— Task requirements —
Arrange the items from the line containing "Point to the blurred person" through the end of the items as a Markdown table with the columns Row and Line, numbering each row and leaving out blank lines.

— Pointing records —
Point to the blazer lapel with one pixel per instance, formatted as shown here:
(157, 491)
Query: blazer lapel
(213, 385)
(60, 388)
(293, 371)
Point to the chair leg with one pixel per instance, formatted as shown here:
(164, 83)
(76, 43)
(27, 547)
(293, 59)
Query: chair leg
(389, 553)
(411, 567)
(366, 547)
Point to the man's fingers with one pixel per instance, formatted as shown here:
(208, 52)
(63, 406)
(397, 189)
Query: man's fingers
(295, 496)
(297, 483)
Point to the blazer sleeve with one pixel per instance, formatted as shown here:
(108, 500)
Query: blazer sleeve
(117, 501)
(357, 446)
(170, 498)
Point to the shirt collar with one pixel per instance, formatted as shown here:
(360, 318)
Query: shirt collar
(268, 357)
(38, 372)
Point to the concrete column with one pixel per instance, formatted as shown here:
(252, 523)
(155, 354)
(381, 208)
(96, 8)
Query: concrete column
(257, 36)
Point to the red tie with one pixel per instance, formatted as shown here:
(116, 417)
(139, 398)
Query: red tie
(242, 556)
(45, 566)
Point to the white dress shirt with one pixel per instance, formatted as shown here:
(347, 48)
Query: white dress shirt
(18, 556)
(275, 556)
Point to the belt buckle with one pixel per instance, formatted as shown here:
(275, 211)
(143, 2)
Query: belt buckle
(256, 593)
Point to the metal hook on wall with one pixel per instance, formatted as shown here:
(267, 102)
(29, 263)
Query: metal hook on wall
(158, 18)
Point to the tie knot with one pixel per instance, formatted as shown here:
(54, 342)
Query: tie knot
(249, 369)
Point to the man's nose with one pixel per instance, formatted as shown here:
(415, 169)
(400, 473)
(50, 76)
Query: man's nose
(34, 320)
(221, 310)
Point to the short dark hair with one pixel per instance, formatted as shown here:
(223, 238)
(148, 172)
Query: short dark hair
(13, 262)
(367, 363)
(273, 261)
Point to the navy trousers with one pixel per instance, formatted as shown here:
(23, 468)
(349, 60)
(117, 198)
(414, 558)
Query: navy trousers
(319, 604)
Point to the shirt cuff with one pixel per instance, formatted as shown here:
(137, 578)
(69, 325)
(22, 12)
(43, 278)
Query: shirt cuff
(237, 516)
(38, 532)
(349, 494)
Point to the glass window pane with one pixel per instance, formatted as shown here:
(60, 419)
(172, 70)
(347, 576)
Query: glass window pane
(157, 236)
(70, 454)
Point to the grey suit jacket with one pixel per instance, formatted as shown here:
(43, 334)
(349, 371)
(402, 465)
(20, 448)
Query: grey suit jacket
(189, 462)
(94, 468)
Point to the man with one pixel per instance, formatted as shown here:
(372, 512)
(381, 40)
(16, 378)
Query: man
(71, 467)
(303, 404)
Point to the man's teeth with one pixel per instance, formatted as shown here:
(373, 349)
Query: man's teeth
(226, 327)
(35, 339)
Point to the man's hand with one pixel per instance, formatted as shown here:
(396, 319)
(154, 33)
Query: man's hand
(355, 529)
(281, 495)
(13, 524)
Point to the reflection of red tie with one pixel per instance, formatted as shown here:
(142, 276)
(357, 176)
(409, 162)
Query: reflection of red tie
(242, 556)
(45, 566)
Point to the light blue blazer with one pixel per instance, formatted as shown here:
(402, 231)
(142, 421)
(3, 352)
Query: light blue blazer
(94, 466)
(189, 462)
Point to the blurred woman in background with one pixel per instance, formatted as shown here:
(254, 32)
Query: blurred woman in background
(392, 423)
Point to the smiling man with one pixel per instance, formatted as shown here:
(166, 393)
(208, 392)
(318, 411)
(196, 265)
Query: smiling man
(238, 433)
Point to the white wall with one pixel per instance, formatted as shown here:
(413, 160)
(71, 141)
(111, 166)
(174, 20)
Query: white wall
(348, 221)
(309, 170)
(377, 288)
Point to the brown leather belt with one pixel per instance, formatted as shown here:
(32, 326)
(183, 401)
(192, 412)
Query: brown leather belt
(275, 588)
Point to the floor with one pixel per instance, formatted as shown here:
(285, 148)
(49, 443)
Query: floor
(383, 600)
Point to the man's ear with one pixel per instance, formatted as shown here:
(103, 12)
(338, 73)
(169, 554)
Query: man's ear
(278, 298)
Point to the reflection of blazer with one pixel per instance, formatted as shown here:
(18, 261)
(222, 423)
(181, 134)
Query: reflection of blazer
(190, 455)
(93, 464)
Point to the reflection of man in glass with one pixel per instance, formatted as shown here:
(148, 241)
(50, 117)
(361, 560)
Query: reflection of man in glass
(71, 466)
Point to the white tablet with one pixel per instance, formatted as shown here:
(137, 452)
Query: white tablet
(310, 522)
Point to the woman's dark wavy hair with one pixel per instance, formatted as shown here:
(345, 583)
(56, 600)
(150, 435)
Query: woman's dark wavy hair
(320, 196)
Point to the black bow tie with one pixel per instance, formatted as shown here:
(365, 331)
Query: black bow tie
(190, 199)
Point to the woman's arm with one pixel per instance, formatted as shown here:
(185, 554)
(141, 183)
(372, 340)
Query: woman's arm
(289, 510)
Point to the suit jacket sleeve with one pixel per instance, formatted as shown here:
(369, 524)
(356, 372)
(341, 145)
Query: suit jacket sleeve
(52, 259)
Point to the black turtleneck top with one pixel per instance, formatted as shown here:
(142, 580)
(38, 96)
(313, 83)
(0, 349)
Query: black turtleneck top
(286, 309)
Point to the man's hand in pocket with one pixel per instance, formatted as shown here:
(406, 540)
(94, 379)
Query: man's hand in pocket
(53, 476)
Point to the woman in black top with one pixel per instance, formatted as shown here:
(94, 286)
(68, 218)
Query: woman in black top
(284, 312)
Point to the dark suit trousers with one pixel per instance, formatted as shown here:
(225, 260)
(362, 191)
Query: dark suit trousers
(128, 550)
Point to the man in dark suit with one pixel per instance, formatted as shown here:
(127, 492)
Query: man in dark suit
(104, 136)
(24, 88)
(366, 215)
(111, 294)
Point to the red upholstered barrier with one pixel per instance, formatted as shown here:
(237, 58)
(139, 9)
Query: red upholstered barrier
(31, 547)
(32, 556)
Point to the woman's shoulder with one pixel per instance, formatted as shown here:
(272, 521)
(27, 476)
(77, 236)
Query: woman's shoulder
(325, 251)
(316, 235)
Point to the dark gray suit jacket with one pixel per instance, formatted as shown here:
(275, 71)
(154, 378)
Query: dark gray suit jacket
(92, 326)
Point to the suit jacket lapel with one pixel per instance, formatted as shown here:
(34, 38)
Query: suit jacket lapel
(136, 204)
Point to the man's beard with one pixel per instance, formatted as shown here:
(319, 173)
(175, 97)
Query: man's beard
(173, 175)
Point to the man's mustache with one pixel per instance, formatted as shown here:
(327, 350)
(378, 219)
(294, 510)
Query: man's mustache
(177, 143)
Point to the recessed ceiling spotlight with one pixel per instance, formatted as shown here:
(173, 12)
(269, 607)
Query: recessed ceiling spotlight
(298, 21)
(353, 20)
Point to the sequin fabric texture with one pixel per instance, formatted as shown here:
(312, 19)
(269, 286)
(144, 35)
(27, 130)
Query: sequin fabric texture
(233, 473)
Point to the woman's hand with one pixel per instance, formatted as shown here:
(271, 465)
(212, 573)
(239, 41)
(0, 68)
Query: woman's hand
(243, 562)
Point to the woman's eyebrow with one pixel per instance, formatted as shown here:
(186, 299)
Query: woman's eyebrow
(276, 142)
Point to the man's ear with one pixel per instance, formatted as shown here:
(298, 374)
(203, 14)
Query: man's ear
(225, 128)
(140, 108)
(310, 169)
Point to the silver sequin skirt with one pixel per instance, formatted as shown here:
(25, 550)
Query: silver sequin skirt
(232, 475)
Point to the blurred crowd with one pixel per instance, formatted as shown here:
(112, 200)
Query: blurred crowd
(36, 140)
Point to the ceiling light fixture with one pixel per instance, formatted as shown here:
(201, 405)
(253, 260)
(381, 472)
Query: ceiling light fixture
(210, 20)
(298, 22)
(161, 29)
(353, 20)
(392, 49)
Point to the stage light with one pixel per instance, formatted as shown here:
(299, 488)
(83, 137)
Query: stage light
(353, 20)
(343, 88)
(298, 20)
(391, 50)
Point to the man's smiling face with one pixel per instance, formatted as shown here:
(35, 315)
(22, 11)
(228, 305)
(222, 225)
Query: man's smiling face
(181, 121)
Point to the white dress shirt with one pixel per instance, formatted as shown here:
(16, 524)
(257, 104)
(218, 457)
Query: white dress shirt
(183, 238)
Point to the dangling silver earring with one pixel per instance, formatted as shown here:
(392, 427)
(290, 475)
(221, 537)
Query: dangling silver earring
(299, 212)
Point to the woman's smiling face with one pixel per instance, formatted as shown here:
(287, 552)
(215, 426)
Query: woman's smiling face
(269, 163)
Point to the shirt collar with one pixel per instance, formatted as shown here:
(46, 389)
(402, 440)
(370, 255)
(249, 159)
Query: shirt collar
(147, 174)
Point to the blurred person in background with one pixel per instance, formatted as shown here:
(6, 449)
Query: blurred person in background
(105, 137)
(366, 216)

— Response below —
| Row | Line |
|---|---|
| 1 | Point to the blurred person in background with one pixel per instance, formatted as shown here: |
| 2 | (6, 449) |
| 3 | Query: blurred person in background |
| 4 | (105, 137) |
| 5 | (366, 216) |